begin

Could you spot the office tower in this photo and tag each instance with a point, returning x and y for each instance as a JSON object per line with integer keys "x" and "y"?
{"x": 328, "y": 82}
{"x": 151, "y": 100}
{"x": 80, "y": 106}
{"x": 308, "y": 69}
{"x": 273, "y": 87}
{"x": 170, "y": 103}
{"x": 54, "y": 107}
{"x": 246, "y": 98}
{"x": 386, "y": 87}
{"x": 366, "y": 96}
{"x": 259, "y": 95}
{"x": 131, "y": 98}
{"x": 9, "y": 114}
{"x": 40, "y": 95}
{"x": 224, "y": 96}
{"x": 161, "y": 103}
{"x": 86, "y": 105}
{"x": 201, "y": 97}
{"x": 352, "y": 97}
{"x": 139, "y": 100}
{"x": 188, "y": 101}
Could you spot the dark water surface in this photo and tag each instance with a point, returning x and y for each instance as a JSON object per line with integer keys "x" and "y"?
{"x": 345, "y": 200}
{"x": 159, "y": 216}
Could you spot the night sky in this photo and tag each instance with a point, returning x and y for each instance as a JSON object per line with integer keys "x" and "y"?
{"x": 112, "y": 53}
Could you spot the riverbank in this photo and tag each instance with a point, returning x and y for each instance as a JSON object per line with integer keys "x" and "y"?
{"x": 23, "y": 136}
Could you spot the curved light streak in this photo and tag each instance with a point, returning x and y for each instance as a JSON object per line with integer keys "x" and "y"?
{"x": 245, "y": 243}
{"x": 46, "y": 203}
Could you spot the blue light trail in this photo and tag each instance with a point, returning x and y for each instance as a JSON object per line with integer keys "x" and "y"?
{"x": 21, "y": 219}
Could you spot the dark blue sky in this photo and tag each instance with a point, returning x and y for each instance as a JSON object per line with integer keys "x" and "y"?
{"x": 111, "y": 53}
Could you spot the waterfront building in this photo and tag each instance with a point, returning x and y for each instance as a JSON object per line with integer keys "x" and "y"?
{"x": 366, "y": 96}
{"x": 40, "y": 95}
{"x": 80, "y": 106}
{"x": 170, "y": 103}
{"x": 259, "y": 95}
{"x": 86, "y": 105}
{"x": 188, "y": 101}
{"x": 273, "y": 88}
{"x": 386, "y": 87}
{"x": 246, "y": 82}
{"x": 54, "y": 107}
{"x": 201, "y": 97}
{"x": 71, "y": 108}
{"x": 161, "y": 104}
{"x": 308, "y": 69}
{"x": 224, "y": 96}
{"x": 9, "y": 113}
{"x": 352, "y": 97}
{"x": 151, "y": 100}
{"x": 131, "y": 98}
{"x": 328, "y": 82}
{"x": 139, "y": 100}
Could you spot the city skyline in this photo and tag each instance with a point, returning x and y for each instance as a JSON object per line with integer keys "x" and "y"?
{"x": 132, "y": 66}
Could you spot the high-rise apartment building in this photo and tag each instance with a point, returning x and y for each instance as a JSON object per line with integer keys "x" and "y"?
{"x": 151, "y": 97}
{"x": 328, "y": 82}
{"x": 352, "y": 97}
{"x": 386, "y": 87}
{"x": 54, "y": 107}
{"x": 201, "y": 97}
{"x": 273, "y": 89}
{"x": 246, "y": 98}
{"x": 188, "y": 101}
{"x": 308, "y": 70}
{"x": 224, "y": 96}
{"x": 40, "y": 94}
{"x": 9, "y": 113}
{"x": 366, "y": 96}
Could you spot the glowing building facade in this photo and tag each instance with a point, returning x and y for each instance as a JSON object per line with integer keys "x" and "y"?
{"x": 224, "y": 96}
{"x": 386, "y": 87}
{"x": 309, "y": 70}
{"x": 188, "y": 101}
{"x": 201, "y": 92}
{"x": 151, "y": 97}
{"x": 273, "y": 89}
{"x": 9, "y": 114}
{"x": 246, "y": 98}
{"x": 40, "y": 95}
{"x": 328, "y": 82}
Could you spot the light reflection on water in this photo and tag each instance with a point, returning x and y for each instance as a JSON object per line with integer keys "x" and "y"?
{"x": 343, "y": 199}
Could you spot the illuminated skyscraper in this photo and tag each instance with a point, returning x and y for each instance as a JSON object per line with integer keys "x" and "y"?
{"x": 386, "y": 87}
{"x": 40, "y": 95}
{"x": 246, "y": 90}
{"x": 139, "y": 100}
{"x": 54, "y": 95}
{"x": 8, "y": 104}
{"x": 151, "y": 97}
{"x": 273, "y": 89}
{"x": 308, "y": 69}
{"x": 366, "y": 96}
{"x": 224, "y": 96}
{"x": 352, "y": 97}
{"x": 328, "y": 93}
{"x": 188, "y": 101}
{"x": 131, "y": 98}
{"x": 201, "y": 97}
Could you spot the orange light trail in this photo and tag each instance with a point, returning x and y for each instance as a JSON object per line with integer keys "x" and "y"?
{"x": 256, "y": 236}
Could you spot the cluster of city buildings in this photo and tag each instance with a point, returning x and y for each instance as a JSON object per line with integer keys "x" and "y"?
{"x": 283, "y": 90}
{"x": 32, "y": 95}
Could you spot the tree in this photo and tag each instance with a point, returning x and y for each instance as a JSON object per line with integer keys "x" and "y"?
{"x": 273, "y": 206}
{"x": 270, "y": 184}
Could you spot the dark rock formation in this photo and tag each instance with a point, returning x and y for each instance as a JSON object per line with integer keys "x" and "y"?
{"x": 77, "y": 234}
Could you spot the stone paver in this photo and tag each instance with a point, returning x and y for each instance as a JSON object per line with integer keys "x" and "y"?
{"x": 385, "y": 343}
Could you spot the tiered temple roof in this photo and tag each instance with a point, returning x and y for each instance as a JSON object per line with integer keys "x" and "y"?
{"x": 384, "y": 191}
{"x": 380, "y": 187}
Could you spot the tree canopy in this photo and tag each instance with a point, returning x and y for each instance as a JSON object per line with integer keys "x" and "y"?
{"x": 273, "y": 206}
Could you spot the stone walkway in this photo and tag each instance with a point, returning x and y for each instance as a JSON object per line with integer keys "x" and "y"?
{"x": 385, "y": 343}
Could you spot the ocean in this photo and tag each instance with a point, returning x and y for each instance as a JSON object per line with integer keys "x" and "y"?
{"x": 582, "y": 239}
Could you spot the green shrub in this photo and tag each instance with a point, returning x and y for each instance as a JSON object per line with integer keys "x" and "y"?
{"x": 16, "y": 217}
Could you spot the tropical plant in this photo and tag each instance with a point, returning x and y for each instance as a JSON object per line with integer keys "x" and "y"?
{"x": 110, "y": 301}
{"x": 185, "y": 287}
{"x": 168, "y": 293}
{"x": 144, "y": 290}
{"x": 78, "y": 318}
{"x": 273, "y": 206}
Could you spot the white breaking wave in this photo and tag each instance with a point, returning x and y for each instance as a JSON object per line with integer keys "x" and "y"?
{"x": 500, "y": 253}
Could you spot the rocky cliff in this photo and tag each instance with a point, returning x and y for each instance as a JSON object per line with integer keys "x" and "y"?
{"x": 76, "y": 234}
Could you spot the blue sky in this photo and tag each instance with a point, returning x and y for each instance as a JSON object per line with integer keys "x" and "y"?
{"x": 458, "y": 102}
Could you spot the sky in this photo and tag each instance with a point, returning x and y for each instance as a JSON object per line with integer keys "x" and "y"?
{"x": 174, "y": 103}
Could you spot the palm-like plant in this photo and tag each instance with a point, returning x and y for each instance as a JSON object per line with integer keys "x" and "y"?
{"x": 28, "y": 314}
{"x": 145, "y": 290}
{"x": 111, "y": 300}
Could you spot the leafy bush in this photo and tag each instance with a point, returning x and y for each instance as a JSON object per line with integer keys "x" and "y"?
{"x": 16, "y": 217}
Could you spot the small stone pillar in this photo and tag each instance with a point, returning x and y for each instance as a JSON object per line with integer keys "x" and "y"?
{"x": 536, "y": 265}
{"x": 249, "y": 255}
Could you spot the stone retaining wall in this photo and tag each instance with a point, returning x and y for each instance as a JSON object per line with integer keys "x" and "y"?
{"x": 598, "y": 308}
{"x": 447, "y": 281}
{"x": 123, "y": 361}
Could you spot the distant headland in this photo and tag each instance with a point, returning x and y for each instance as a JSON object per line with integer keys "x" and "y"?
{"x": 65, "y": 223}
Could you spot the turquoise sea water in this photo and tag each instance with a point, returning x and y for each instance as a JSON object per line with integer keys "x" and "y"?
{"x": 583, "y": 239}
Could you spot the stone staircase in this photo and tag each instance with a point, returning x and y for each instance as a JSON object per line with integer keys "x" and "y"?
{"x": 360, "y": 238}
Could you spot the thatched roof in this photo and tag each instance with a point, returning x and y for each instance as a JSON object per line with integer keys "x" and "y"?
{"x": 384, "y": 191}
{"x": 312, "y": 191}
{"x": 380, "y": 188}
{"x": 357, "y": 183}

end

* **Aim of the exercise**: Output exactly the lines between the one containing "Could you spot the blue sky" and the final line above, both inclusive.

* **Answer to this task**:
Could you spot the blue sky in this photo and tag each instance with a point, returning x and y for each instance as a JSON object per line with integer keys "x" and "y"?
{"x": 458, "y": 102}
Could you spot the sky in this photo and tag each instance with a point, returning x and y for each instance as a JSON object per line with integer keys "x" and "y"?
{"x": 174, "y": 103}
Could you spot the palm-like plant in this photo and tag each instance with a point, returning x and y for each instance as a JSON object per line with integer keys "x" and "y"?
{"x": 28, "y": 314}
{"x": 145, "y": 290}
{"x": 111, "y": 300}
Could you spot the leafy bush in this photo and tag each instance with a point, returning x and y for each instance as a JSON object per line with integer keys "x" and "y"?
{"x": 16, "y": 217}
Could you spot the small stone pillar in this photo and tag each instance with a point, returning x and y for each instance as a JSON object per line with integer keys "x" and "y"?
{"x": 536, "y": 265}
{"x": 249, "y": 255}
Could you spot the stone retaining wall in this photo and tag each instance with a point, returning x and y for each instance as a JSON object per line with integer keys "x" and "y"?
{"x": 598, "y": 308}
{"x": 447, "y": 281}
{"x": 123, "y": 361}
Could you spot the distant headland in this photo and tag each instance with a point, returning x and y for each instance as a JSON object per line with integer keys "x" and "y"?
{"x": 65, "y": 223}
Could you spot the turquoise sea water in this photo and tag each instance with a point, returning x and y for each instance as a JSON object per line with integer keys "x" and "y"?
{"x": 583, "y": 239}
Could you spot the stone staircase in this photo and tag each instance with a point, returning x and y for each instance as a JSON object per line with integer keys "x" and "y"?
{"x": 360, "y": 238}
Could you spot the thatched roof in this photo and tag each instance with a point, returning x and y for each instance as a JSON object per line with integer keys "x" and "y"?
{"x": 384, "y": 191}
{"x": 312, "y": 191}
{"x": 380, "y": 188}
{"x": 357, "y": 183}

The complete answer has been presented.